Render the items below as a Markdown table with the columns Row and Line, numbering each line and skipping blank lines. Leave the pictures out of the answer.

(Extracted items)
━━━━━━

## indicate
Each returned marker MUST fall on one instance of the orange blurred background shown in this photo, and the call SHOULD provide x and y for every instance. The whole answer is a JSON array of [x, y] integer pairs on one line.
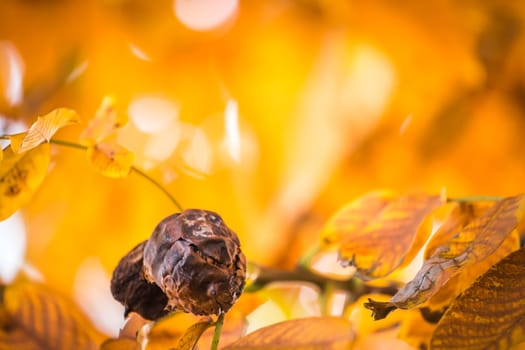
[[272, 113]]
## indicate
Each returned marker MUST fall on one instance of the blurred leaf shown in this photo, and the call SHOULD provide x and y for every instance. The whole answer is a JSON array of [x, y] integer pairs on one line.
[[120, 344], [355, 216], [474, 243], [491, 313], [176, 329], [107, 119], [45, 127], [460, 215], [111, 159], [467, 275], [308, 333], [415, 330], [20, 176], [192, 335], [33, 317], [360, 318], [379, 232], [16, 141]]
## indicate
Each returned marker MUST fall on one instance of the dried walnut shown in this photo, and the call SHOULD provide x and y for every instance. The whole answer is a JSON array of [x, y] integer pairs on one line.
[[192, 262]]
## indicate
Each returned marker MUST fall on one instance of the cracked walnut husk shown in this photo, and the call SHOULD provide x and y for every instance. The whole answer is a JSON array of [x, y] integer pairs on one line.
[[192, 262]]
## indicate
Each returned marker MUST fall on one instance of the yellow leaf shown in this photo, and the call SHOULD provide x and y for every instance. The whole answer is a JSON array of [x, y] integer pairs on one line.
[[20, 176], [16, 141], [120, 344], [111, 159], [415, 330], [362, 323], [107, 119], [175, 328], [355, 216], [379, 232], [45, 127], [467, 275], [476, 242], [36, 318], [323, 333], [491, 313], [459, 216], [192, 335]]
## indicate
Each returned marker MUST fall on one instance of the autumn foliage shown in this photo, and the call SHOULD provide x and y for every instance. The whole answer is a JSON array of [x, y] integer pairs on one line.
[[285, 118]]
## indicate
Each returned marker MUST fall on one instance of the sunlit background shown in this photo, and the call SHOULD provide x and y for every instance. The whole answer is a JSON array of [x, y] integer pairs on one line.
[[271, 113]]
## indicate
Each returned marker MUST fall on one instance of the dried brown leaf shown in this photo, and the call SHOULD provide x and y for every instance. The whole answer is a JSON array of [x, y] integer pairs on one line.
[[491, 313], [192, 335], [474, 243], [466, 276], [34, 317], [379, 232], [20, 176], [309, 333]]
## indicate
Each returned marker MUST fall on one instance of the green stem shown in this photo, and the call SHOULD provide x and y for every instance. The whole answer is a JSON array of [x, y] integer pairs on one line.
[[217, 332], [158, 185], [352, 285], [133, 169]]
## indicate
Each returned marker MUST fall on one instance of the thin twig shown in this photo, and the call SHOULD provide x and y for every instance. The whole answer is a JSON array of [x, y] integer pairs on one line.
[[217, 332], [133, 169]]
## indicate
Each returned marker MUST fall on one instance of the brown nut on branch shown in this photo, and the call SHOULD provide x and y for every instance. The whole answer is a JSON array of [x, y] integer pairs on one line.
[[197, 262], [131, 289], [192, 262]]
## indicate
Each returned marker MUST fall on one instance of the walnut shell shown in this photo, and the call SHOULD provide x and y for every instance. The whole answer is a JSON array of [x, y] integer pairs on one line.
[[131, 289], [197, 262]]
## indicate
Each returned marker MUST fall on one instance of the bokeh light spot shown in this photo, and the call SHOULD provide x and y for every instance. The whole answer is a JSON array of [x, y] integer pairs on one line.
[[205, 15], [151, 114]]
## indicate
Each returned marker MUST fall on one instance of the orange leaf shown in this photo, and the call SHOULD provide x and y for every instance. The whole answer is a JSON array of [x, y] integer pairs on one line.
[[180, 328], [491, 313], [475, 242], [45, 127], [307, 333], [467, 275], [415, 330], [355, 216], [20, 176], [107, 119], [36, 318], [16, 141], [111, 159], [378, 233], [460, 215], [120, 344]]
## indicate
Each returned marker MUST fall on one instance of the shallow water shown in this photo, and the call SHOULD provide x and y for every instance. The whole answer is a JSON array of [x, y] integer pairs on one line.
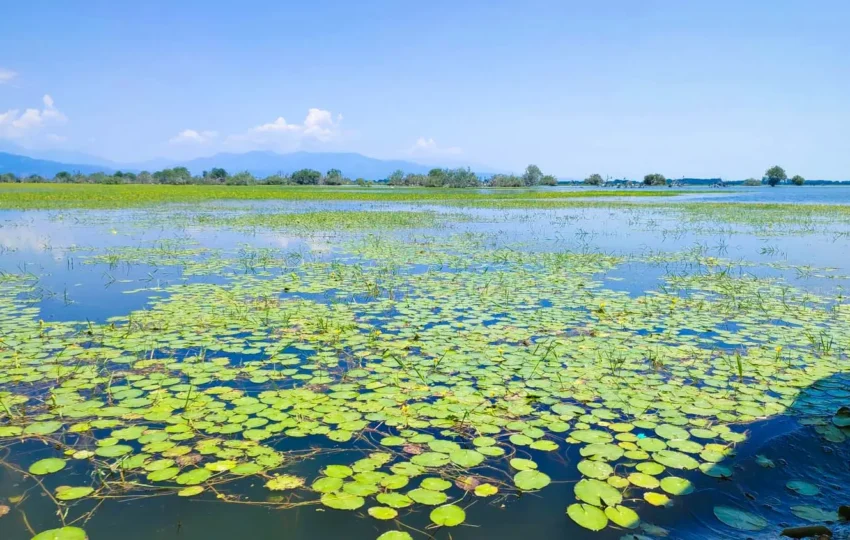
[[89, 267]]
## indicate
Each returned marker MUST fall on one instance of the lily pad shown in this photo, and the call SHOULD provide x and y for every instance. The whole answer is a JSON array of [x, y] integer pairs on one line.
[[588, 516]]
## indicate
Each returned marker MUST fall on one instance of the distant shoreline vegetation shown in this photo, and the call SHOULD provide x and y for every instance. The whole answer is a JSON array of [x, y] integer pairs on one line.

━━━━━━

• Exercise solution
| Row | Line |
|---|---|
| 1 | ## indicate |
| 2 | Each returned marker MUST fall on one instance of the orange blurred background shown in this photo, and the call SHOULD provide x and y for every instance. The whole answer is a JSON array of [x, y] integer pairs on one line. |
| 3 | [[272, 113]] |
| 4 | ## indicate |
| 5 | Each returned marker MUST fall on one instance of the blurred leaf shown in this photo, and the call SHOULD provide x and y for every instance. The whole answer is a JSON array of [x, y] integer pairs on one line. |
| 6 | [[120, 344], [355, 216], [474, 243], [491, 313], [176, 329], [107, 119], [45, 127], [460, 215], [111, 159], [467, 275], [308, 333], [415, 330], [20, 176], [192, 335], [33, 317], [360, 318], [379, 232], [16, 141]] |
| 7 | ## indicate |
| 8 | Each returned marker MUST fall on one instance of the dried walnut shown in this photo, and the call SHOULD provide x and y for every instance. The whole answer is a JSON array of [x, y] integer pairs on one line. |
| 9 | [[192, 262]] |
| 10 | ## indicate |
| 11 | Each returned marker MUST fall on one instance of the cracked walnut husk shown in this photo, and the call SHOULD provide x and y for every instance. The whole answer is a JSON array of [x, y] integer pairs on one line. |
| 12 | [[192, 262]] |
| 13 | ## indicate |
| 14 | Each returned marker MUST fall on one instance of the yellow leaf shown in this photo, and the call SHOULD provide x and y for every instance. The whole answer is a JSON array of [x, y] integer pairs on one line. |
| 15 | [[20, 176], [16, 141], [120, 344], [111, 159], [415, 330], [362, 323], [107, 119], [175, 328], [355, 216], [379, 232], [45, 127], [467, 275], [476, 242], [36, 318], [323, 333], [491, 313], [459, 216], [192, 335]] |
| 16 | ## indicate |
| 17 | Each returned marker MUST fall on one instance of the autumn foliage shown in this photo, and the call SHOULD provide x and y for every instance. The whole answer is a JSON array of [x, y] integer pairs on one line. |
| 18 | [[285, 118]] |
| 19 | ## indicate |
| 20 | Each returned marker MUST fall on one instance of the sunlit background shown in this photo, and the call SHOULD provide x and y for every instance. The whole answer is a JSON array of [x, y] integer pairs on one line. |
| 21 | [[271, 113]] |
| 22 | ## indicate |
| 23 | Each returned marker MUST fall on one instance of the dried brown leaf shown in this photo, and the call SHOULD provide x and y for every instance. The whole answer is a JSON array of [x, y] integer pairs on one line. |
| 24 | [[491, 313], [192, 335], [474, 243], [466, 276], [34, 317], [379, 232], [20, 176], [309, 333]] |
| 25 | ## indicate |
| 26 | Each returned marker MUST fall on one instance of the green stem shown in this photo, and the call SHOULD provide x and y for every instance. The whole answer is a JSON array of [x, y] integer pairs on one line. |
| 27 | [[217, 332], [158, 185], [352, 285], [133, 169]] |
| 28 | ## indicate |
| 29 | Each returned marker MUST fall on one instance of the thin twig shown in this photo, and the call SHOULD provide x and y for every instance. The whole answer is a JSON array of [x, y] integer pairs on one line. |
| 30 | [[217, 332], [133, 169]] |
| 31 | ## indicate |
| 32 | Each returned marker MUST fall on one instance of the brown nut on branch shown in this photo, and the call SHOULD provide x and y for every instance. The whole answer is a JSON array of [x, y] integer pairs on one line. |
| 33 | [[197, 262], [131, 289], [192, 262]] |
| 34 | ## indicate |
| 35 | Each returned marker MUST fall on one instance of the walnut shell shown in this photo, and the call SHOULD provide x and y for every instance. The whole answer is a JSON array of [x, y] integer pairs on one line. |
| 36 | [[131, 289], [197, 262]] |
| 37 | ## indicate |
| 38 | Each returned marker MUST fall on one instance of the bokeh light spot shown in this photo, and the call SHOULD provide x and y for every instance. The whole answer is a JSON array of [x, y] integer pairs on one line. |
| 39 | [[205, 15], [151, 114]] |
| 40 | ## indicate |
| 41 | Each returned marker MUST fall on one instance of the orange leaf shown in this photo, and the call SHOULD provide x and y for every instance. The whole answer is a JSON array of [x, y] integer pairs on one line. |
| 42 | [[180, 328], [491, 313], [475, 242], [45, 127], [307, 333], [467, 275], [415, 330], [355, 216], [20, 176], [107, 119], [36, 318], [16, 141], [111, 159], [378, 233], [460, 215], [120, 344]] |
| 43 | ## indicate |
| 44 | Each returned marker MUST fall on one instance of the shallow water shown in this photo, and the call SHOULD provide x and y for every instance. The whole answer is a JSON array of [x, y] integer pairs on one line. |
| 45 | [[89, 267]] |
| 46 | ## indicate |
| 47 | Each returned marker MUST fall on one instance of the lily pad shown in this photo, and the call SHOULD provide x and y for every instance. The whole answer is a JSON array of [x, y] integer pairs on one line. |
| 48 | [[588, 516]] |
| 49 | ## indicate |
| 50 | Each returned marker MUST fall on one instance of the distant shoreline vegetation shown in this photo, and the call SHOULD provide x and y for every instance. The whole answer is a JSON array of [x, y] integer pairs on one line. |